--- BEGIN Material supplied ---

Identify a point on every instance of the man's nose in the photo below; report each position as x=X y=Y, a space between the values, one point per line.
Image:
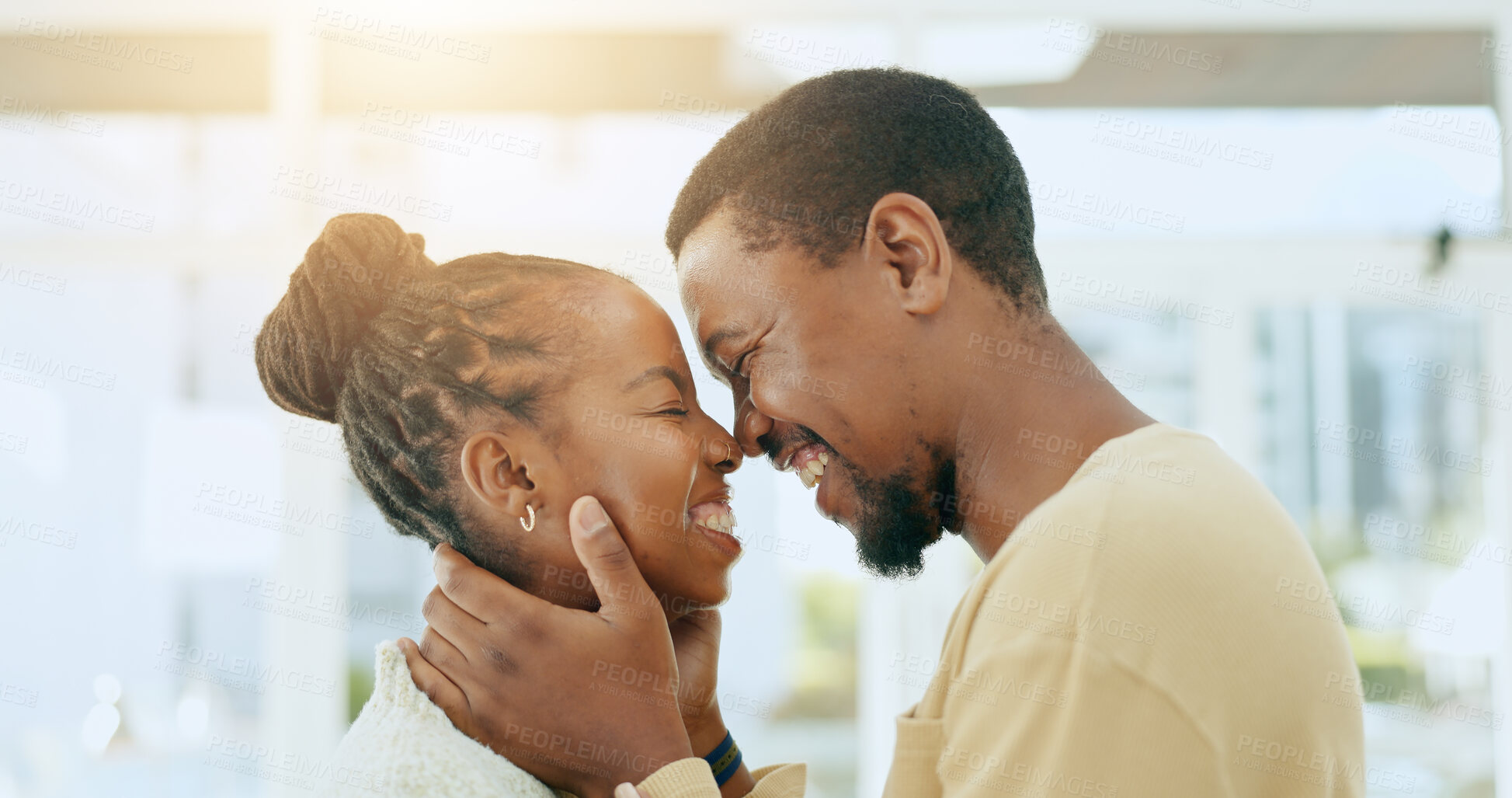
x=750 y=426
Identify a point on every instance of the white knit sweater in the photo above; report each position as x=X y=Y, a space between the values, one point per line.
x=402 y=745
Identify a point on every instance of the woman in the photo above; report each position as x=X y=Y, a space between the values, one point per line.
x=478 y=400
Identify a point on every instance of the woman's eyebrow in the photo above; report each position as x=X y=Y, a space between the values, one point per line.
x=658 y=373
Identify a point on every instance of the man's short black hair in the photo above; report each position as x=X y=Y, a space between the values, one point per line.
x=806 y=169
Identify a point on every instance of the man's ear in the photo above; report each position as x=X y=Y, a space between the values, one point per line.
x=496 y=472
x=906 y=242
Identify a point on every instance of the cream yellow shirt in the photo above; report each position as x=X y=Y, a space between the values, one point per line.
x=1156 y=627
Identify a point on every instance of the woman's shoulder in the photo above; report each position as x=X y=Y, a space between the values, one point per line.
x=402 y=745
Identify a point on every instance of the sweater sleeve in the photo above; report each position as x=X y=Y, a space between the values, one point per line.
x=691 y=779
x=404 y=747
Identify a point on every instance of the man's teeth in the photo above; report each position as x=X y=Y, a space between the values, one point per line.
x=814 y=470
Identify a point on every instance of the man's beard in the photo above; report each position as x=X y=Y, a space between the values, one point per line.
x=895 y=523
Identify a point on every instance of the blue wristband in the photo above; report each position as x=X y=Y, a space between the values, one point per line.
x=725 y=759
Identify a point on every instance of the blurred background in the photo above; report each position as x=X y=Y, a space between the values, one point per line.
x=1281 y=223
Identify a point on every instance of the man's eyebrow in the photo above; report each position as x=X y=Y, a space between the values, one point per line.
x=718 y=336
x=659 y=373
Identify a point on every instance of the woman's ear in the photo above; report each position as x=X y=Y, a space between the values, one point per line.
x=905 y=239
x=496 y=472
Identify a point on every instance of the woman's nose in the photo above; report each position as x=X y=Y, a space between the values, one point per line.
x=721 y=453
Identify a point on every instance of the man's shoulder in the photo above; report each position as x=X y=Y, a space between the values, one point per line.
x=1170 y=536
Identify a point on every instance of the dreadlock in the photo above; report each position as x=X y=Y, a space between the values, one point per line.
x=372 y=335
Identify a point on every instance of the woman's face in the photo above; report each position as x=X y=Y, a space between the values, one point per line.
x=631 y=434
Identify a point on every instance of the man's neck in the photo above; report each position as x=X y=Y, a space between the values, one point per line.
x=1033 y=411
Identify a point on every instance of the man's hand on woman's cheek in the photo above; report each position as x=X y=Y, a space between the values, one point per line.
x=579 y=700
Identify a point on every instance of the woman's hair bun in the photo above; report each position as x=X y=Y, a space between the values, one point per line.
x=343 y=282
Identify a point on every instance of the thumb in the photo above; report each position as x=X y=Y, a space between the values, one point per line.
x=624 y=594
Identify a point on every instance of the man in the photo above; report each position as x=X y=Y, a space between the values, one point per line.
x=1145 y=622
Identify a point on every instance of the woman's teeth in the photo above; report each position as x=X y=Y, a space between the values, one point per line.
x=812 y=472
x=718 y=520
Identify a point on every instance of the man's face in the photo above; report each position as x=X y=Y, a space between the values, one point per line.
x=827 y=382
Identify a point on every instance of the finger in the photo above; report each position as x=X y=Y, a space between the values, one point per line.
x=624 y=595
x=429 y=680
x=478 y=591
x=443 y=615
x=443 y=654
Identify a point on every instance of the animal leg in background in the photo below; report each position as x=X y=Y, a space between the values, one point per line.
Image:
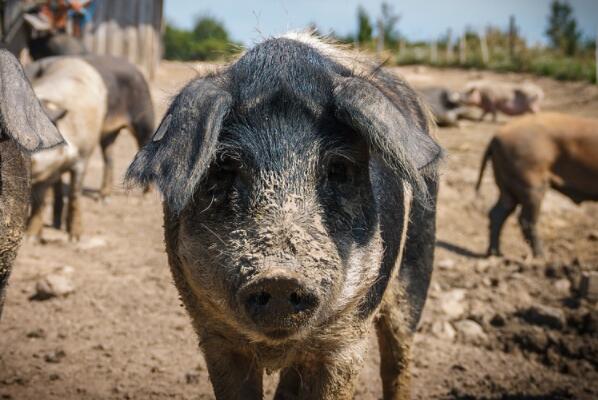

--- END Material supplied ---

• Instructions for the task
Swap "Identify a point on" for "Mark a point on" everywhere in the lines above, and give the lines again with everything else unchanged. Leave the pictures out.

• Solved problem
Mark a point on every instance of the man's nose in the photo below; report each position as x=X y=Y, a space between the values, one point per line.
Image:
x=750 y=426
Mark a point on every instance of the white knit sweater in the photo above; report each position as x=X y=Y, a space between the values, one point per line.
x=402 y=745
Mark a point on every instance of the woman in the photo above; report each position as x=X y=Y, a space between the values, one point per line.
x=478 y=400
Mark a point on every instance of the woman's eyebrow in the photo above; report each position as x=X y=Y, a space between the values, one point per line.
x=658 y=373
Mark a point on every instance of the man's short black hair in the photo above; report each position as x=X y=Y, a space between the values, one point per line.
x=806 y=169
Mark a point on every instance of the man's ear in the photo above; report each position as x=X y=Y, a space between the values, one point per line.
x=496 y=472
x=906 y=242
Mark a point on every instance of the cream yellow shirt in the photo above; report each position as x=X y=Y, a space between the values, one point per line.
x=1156 y=627
Mark a point on every instance of the woman's shoulder in the photo above; report each position as x=X y=Y, a space between the values, one point per line.
x=402 y=745
Mark a point on every instance of the sweater sleeve in the photo above; report each position as x=X y=Y, a space between the values, one point per line.
x=691 y=779
x=404 y=747
Mark a point on every instance of the man's teeth in the photo above; report each position as x=X y=Y, a space between the values, one point per line.
x=814 y=470
Mark a point on every instance of the man's beard in the photo above; report each position as x=X y=Y, a space between the values, one point per line.
x=895 y=523
Mark a point on every instance of the blue wristband in the photo above; report each position as x=X y=Y, a space between the values, one point per line.
x=725 y=759
Mark a point on every instance of the blurred background in the photo above; report each position as x=X y=Y, a space between the values, one point per line.
x=1281 y=223
Mark a point on every instance of the man's eyebrow in the photo above; report each position as x=X y=Y, a space between the values, one point per line.
x=718 y=336
x=659 y=373
Mark a point on every instance of the woman's ear in the photo above; report each position as x=X y=Y, a space between the values, one point per line.
x=905 y=239
x=496 y=472
Mark a point on every instance of the woman's nose in the photo above; report each position as x=X y=Y, a space between the values, one point per line.
x=721 y=453
Mark a point on every instance of the man's shoulder in the photo above; report each position as x=X y=Y, a space between the values, one point per line.
x=1170 y=536
Mark a point on every instance of the dreadlock in the photo above; report each position as x=X y=Y, a space between the values, one point per line.
x=372 y=335
Mark a point on every instance of the woman's face in the photo above; report each position as x=X y=Y, a space between the values, one point per line.
x=631 y=434
Mark a point on every instance of the man's neck in the photo above; report each position as x=X y=Y, a space between the values, one point per line.
x=1033 y=411
Mark a point on every instance of the man's hand on woman's cheek in the photo above; report each position as x=X y=Y, a space between the values, one point per line.
x=579 y=700
Mark a point on every instance of the woman's hair bun in the photo above; report each position as x=X y=Y, a space between the values, one point per line.
x=343 y=282
Mark a point on every instance of the thumb in the photo above; report each position as x=X y=Y, a space between the values, one point per line.
x=624 y=594
Mark a point on every instance of the man in the photo above; report each position as x=X y=Y, a space between the values, one point per line.
x=1145 y=622
Mark a point on every instance of the woman's teeth in the photo above; report each position as x=X y=Y, a space between the values, one point per line.
x=812 y=472
x=718 y=520
Mark a point on every instance of the man's face in the photo above; report each position as x=X y=Y, a space between the values, one point per line.
x=827 y=382
Mark a point on every instance of the finger in the photo above; report each position as x=X y=Y, a space between the values, one point per line.
x=624 y=595
x=429 y=680
x=478 y=591
x=443 y=615
x=443 y=654
Mark a point on every instance of the animal leg in background in the photo below; report each position as x=X y=Y, a space between the values, one point per line.
Image:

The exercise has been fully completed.